### Requests
1. From the passage on IOS sales in Italy, repeat word for word the part that opens with the words containing "When the salesman" and closes with "good as cash.".
2. In the passage on IOS sales in Italy, what was the largest amount salesmen were allowed to put on a single 'assegno circolare'?

3. The Finter Bank was deeply involved. It went to the length of having special stationery printed to handle the volume of IOS and Fund of Funds business it was doing. Indeed, on at least one occasion Beltraminelli wrote to an IOS manager asking him to visit the Finter Bank's offices 'to have the mechanism of the IOS organization explained to you by one of our employees'!
Understandably, for a long time, Harvey Felberbaum insisted to us that he knew of no illegal selling in Italy after the setting up of Fonditalia. Eventually, however, confronted by the evidence to the contrary, he conceded that illegal sales 'did continue'. He explained that his earlier denials had been motivated by his concern for the sales force, for which he feels a strong sense of responsibility. 'Okay', he said, ‘I was playing games with you, but what would you have done?'
One prominent lawyer in Rome told us that he was called up so often by IOS salesmen offering to take his money in lire and pay it into dollar funds in Switzerland that he got in the habit of slamming the phone down whenever anyone introduced himself, or - as it often was - herself, as being from IOS. Here is how IOS got round the Italian currency laws.
When the salesman had found a client, he would ask the client to make out a cheque to the salesman on his ordinary lira account. The salesman cashed this, and asked his bank to make him out what are called 'assegni circolari' for the equivalent amount. The 'assegno circolare' in Italy is rather like a banker's draft for a given amount which can be passed from hand to hand: because it is guaranteed by the bank, it is as good as cash.
The salesmen were under instruction not to make out these 'assegni circolari' in amounts higher than five million lire (about $8,000) each. Higher denominations had to be registered in a way that could have been traced.

### Provided material
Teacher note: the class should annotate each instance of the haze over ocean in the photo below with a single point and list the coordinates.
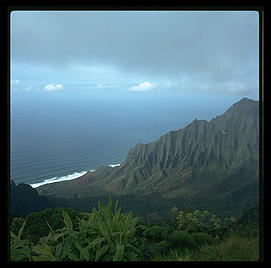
(56, 136)
(86, 86)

### Response list
1.
When the salesman had found a client, he would ask the client to make out a cheque to the salesman on his ordinary lira account. The salesman cashed this, and asked his bank to make him out what are called 'assegni circolari' for the equivalent amount. The 'assegno circolare' in Italy is rather like a banker's draft for a given amount which can be passed from hand to hand: because it is guaranteed by the bank, it is as good as cash.

2. Five million lire, about $8,000.